EXERCISE BRIEF
Lay out every line of the data below as a Markdown table with two columns, Row and Line, numbering each row and skipping blank lines.
--
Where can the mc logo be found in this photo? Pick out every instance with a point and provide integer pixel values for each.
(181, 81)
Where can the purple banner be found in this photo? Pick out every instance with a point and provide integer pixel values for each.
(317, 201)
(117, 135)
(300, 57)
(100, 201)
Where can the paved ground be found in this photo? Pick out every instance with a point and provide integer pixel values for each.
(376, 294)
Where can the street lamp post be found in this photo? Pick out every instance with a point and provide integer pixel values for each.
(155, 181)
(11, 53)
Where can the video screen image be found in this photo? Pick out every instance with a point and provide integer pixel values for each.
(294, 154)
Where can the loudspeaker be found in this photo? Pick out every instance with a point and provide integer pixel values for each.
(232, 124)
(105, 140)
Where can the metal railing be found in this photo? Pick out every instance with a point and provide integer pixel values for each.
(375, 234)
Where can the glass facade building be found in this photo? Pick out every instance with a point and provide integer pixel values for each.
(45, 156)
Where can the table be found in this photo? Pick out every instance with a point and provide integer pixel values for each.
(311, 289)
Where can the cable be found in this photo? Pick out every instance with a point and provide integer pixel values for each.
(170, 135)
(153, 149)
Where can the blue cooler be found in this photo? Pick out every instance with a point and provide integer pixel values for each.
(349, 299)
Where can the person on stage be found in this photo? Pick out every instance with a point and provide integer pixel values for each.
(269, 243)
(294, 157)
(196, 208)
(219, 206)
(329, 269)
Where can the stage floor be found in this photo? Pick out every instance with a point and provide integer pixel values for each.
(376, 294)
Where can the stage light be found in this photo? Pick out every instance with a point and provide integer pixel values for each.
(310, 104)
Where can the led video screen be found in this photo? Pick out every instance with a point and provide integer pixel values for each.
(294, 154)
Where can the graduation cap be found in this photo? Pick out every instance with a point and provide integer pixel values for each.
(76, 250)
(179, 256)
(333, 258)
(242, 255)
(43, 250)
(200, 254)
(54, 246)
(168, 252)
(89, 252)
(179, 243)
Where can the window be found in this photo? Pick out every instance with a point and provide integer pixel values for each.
--
PROBLEM SOLUTION
| Row | Line |
|---|---|
| 1 | Where can the mc logo be found in this photo? Pick out every instance with a point and provide integer pixel values for each. |
| 2 | (181, 81) |
| 3 | Where can the purple banner be found in this photo? Pick out every instance with a point and provide integer pixel values for each. |
| 4 | (317, 201) |
| 5 | (117, 135) |
| 6 | (300, 57) |
| 7 | (100, 201) |
| 8 | Where can the paved ground be found in this photo? Pick out every instance with a point and provide integer pixel values for each. |
| 9 | (376, 294) |
| 10 | Where can the street lamp post be found in this photo? Pick out every instance with a point and provide integer pixel values for each. |
| 11 | (155, 181) |
| 12 | (11, 53) |
| 13 | Where can the video screen image be found in this photo? Pick out every instance with a point and provide integer pixel values for each. |
| 14 | (294, 154) |
| 15 | Where can the loudspeaker be found in this photo? Pick out every instance with a point and provide integer pixel values for each. |
| 16 | (232, 124) |
| 17 | (105, 140) |
| 18 | Where can the metal railing be found in this photo? Pick out every instance with a point and provide integer pixel values for each. |
| 19 | (375, 234) |
| 20 | Where can the glass facade building be found in this photo? Pick out every instance with a point and provide integer pixel values for each. |
| 21 | (45, 156) |
| 22 | Where can the table be found in this photo? Pick out every instance with a point and provide integer pixel values for each. |
| 23 | (311, 289) |
| 24 | Where can the cable be found in this photo? Pick out every instance with a point and provide integer pixel values for each. |
| 25 | (170, 135) |
| 26 | (153, 149) |
| 27 | Where can the blue cooler be found in this photo? Pick out every instance with a point and provide integer pixel values for each. |
| 28 | (349, 299) |
| 29 | Where can the person on stage be found in this photo? Pick out every instance with a point and provide integer pixel values for each. |
| 30 | (269, 243) |
| 31 | (294, 157) |
| 32 | (196, 208) |
| 33 | (219, 206) |
| 34 | (329, 269) |
| 35 | Where can the stage floor be found in this photo? Pick out every instance with a point and provide integer pixel values for each. |
| 36 | (376, 294) |
| 37 | Where can the stage light be found in this photo? Pick out every instance with a point and provide integer pixel values for each. |
| 38 | (310, 104) |
| 39 | Where can the led video screen be found in this photo? Pick out every instance with a point and provide integer pixel values for each. |
| 40 | (294, 154) |
| 41 | Where can the graduation cap be found in this photo? Pick out every instance with a point and provide integer pixel values for each. |
| 42 | (76, 250) |
| 43 | (179, 256) |
| 44 | (333, 258) |
| 45 | (242, 255) |
| 46 | (43, 250) |
| 47 | (200, 254) |
| 48 | (54, 246) |
| 49 | (168, 252) |
| 50 | (89, 252) |
| 51 | (179, 243) |
| 52 | Where can the window be found in this photo? Pick out every instance with a point and provide integer pixel values for each. |